(Problem description):
Rewrite all of the items below, substituting "give" for "report" and keeping every other word the same.

___

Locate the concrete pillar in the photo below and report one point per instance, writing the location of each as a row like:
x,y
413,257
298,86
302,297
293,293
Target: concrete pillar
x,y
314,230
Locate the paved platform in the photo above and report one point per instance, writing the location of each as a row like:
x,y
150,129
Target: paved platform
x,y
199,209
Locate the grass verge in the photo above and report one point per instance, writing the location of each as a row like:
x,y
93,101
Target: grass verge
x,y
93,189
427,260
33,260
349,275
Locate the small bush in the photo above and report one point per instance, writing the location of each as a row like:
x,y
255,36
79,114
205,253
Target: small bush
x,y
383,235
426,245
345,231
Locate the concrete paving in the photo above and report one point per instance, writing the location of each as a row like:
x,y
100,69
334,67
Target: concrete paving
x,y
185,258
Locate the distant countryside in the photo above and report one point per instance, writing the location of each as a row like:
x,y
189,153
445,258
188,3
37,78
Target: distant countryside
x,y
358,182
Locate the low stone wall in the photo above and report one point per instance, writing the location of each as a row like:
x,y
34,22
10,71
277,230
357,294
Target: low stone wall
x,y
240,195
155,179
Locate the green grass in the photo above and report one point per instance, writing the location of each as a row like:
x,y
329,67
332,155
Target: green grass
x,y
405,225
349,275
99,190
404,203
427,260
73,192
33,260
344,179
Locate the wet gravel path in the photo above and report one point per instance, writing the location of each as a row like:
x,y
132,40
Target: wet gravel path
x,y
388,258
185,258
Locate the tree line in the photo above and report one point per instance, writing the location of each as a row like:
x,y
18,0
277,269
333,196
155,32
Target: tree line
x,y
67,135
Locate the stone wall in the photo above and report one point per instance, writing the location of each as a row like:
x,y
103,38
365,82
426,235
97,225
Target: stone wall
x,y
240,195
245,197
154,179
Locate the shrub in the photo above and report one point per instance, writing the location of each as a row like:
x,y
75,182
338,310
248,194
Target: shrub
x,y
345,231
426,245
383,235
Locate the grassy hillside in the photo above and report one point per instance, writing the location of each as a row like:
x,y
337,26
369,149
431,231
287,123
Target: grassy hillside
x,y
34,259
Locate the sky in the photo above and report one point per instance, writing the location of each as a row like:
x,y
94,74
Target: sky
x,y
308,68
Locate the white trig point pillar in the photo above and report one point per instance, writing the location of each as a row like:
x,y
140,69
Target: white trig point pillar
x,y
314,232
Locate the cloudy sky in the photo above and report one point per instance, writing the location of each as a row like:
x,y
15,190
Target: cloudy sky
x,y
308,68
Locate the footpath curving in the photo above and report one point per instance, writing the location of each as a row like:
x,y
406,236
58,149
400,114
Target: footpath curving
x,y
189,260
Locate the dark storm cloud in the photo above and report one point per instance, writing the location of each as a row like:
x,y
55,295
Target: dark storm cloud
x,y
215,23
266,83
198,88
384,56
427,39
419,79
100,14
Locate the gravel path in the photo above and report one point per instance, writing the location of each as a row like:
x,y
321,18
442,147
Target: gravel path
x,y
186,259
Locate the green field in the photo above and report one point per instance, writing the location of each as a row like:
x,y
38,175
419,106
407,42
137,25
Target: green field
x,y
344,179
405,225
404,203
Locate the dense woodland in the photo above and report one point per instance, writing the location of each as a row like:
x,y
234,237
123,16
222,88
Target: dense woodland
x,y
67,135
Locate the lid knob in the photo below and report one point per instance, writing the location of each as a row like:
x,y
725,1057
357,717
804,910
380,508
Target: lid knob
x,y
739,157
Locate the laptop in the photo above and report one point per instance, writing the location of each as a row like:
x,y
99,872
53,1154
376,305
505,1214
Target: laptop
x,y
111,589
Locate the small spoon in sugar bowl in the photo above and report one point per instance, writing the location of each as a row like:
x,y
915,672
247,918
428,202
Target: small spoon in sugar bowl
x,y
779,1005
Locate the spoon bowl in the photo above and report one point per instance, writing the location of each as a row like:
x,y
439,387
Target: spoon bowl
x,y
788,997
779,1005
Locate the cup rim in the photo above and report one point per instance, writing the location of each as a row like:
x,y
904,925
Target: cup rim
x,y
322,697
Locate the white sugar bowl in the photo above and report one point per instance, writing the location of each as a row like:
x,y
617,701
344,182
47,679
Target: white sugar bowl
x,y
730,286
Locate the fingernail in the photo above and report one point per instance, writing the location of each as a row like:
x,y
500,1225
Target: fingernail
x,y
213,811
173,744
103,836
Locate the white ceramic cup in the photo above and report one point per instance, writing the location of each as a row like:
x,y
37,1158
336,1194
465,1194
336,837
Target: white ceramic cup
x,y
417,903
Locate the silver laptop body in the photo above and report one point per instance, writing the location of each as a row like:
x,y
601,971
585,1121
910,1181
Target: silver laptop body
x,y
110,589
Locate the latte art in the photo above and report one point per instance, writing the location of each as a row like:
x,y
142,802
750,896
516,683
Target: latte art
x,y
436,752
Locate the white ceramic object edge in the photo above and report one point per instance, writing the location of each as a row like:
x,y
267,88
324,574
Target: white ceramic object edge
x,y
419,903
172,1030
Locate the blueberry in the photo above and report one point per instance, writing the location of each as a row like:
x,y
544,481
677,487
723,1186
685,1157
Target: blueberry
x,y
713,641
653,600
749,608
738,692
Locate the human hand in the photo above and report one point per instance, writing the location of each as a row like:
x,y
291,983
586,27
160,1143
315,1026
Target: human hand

___

(Output of the task):
Locate the concrete pillar in the photo below and give one point per instance, writing the location of each as a row like:
x,y
413,257
298,86
302,297
293,293
Target: concrete pillar
x,y
314,230
Locate the paved platform in the photo above and give one point per instance, writing the location of each as a row like:
x,y
150,129
Target: paved platform
x,y
199,209
Locate the grass verge in the photo above and give one point per instance, writing the location of each as a row like:
x,y
93,101
Target: grass verge
x,y
93,189
427,260
33,260
349,275
Locate the small bush in the photo above and give one point per instance, writing the location of each as a row like:
x,y
255,36
79,114
205,253
Target: small bush
x,y
383,235
426,245
345,231
Locate the concrete paving in the photo above and give one point per instance, writing the location of each as a row like:
x,y
100,69
334,67
Target: concrete paving
x,y
185,258
Locate the distant countryside in the photo above and give one point per instance, writing the location of each as a row like:
x,y
189,153
445,258
188,3
37,78
Target: distant countryside
x,y
358,182
Locate the low stone wall in the photo above and give one point per instance, writing the location of each as a row like:
x,y
34,22
10,71
277,230
357,294
Target: low stone wall
x,y
240,195
155,179
Locate the green grass in the photo above and give one point per instance, writing the location of each as a row like:
x,y
329,67
332,155
Target: green grass
x,y
405,225
349,275
99,190
404,203
427,260
73,192
33,260
344,179
Locate the wet gravel path in the photo above and give one point per instance, writing the location of each as a row like:
x,y
132,40
Target: wet gravel path
x,y
388,258
185,258
Locate the tree line in the photo above and give one point per instance, writing the location of each as a row like:
x,y
18,0
277,269
333,196
155,32
Target: tree line
x,y
67,135
Locate the stone wall in the photo above and give one point per instance, writing the location of each as a row like:
x,y
103,38
365,82
426,235
97,225
Target: stone wall
x,y
240,195
245,197
154,179
Locate the shrub in the photo above and give one point per instance, writing the location of each as a row like:
x,y
75,182
338,310
248,194
Target: shrub
x,y
345,231
426,245
383,235
Locate the grassy hillside in the photo above and give one point per instance, writing the location of each as a row like:
x,y
337,26
369,149
431,231
287,123
Target: grassy hillside
x,y
34,259
Locate the sky in the photo above and give one point per instance, writing the location of each as a row like:
x,y
94,74
Target: sky
x,y
308,68
Locate the white trig point pillar in the photo above and give one point per instance, writing the location of each as a row like:
x,y
140,69
Target: white trig point pillar
x,y
314,232
Locate the cloudy sky in the photo above and give one point per instance, writing the location of each as a row like:
x,y
15,190
Target: cloudy sky
x,y
308,68
Locate the footpath curving in the photo above and give one point per instance, writing the location of each as a row like:
x,y
406,236
58,149
400,114
Target: footpath curving
x,y
189,260
Locate the dark storm cloud in the photo above and give one point per instance, writing the location of each as a row like:
x,y
55,295
Target: dark storm cloud
x,y
215,23
266,83
198,88
384,56
427,39
419,79
100,14
Locate the gravel path in the photo above and give one point per instance, writing the location of each as a row like:
x,y
321,18
442,147
Target: gravel path
x,y
186,259
Locate the green field in the photo above and give one point per instance, writing the location of each as a row like:
x,y
38,175
419,106
407,42
137,25
Target: green field
x,y
344,179
405,225
404,203
Locate the dense woodland in the photo above and give one point per instance, writing the location of each as a row like:
x,y
234,237
123,16
222,88
Target: dense woodland
x,y
67,135
Locate the lid knob in the photo below and give one point per instance, writing the location of each as a row like:
x,y
725,1057
357,717
804,910
380,508
Target: lid knob
x,y
739,157
Locate the laptop in the photo above and give one point per instance, writing the location of each as a row like:
x,y
99,872
53,1154
376,305
505,1214
Target: laptop
x,y
111,589
Locate the small spoon in sugar bowl in the photo above and give one point per instance, writing the location of each as a row like:
x,y
915,672
247,918
428,202
Target: small spoon in sugar bowl
x,y
779,1005
Locate the spoon bowl in the photo above and give one point per instance, writing the location of each as a row like:
x,y
439,387
Target: spoon bowl
x,y
788,997
779,1005
Locate the cup rim in the photo above and give one point per instance, writing the location of each as a row like:
x,y
904,925
Target: cup rim
x,y
322,697
Locate the white sugar bowl in the photo above and give one point per instance, writing the location of each as a row like:
x,y
617,701
344,182
47,679
Target: white sugar bowl
x,y
730,286
Locate the fingernail in the photo above and give one point per instance, writing the location of each as a row like:
x,y
500,1225
Target: fingernail
x,y
213,811
173,744
103,836
Locate the white ceramic cup in the photo above and give one point per instance, writing the location of each as a row like:
x,y
37,1158
336,1194
465,1194
336,837
Target: white ceramic cup
x,y
417,903
Locate the silver laptop body in the photo above and give one point per instance, writing the location of each as a row like:
x,y
601,971
585,1121
910,1181
Target: silver laptop body
x,y
110,589
Locate the latte art in the photo above and give one point per instance, writing the location of each as a row like:
x,y
142,802
750,896
516,683
Target: latte art
x,y
436,752
Locate the white ceramic object edge in the photo above and give one point per instance, writing the location of each as a row like:
x,y
267,88
324,574
Target: white ceramic object edge
x,y
419,903
172,1030
Locate the blueberry in the photo above and give one point per instance, writing the location of each as a row like:
x,y
544,481
677,487
723,1186
685,1157
Target: blueberry
x,y
713,641
653,600
749,608
738,692
Locate the human hand in the photo above and give one point per instance, writing the location of each as a row like:
x,y
291,983
586,27
160,1143
315,1026
Target: human hand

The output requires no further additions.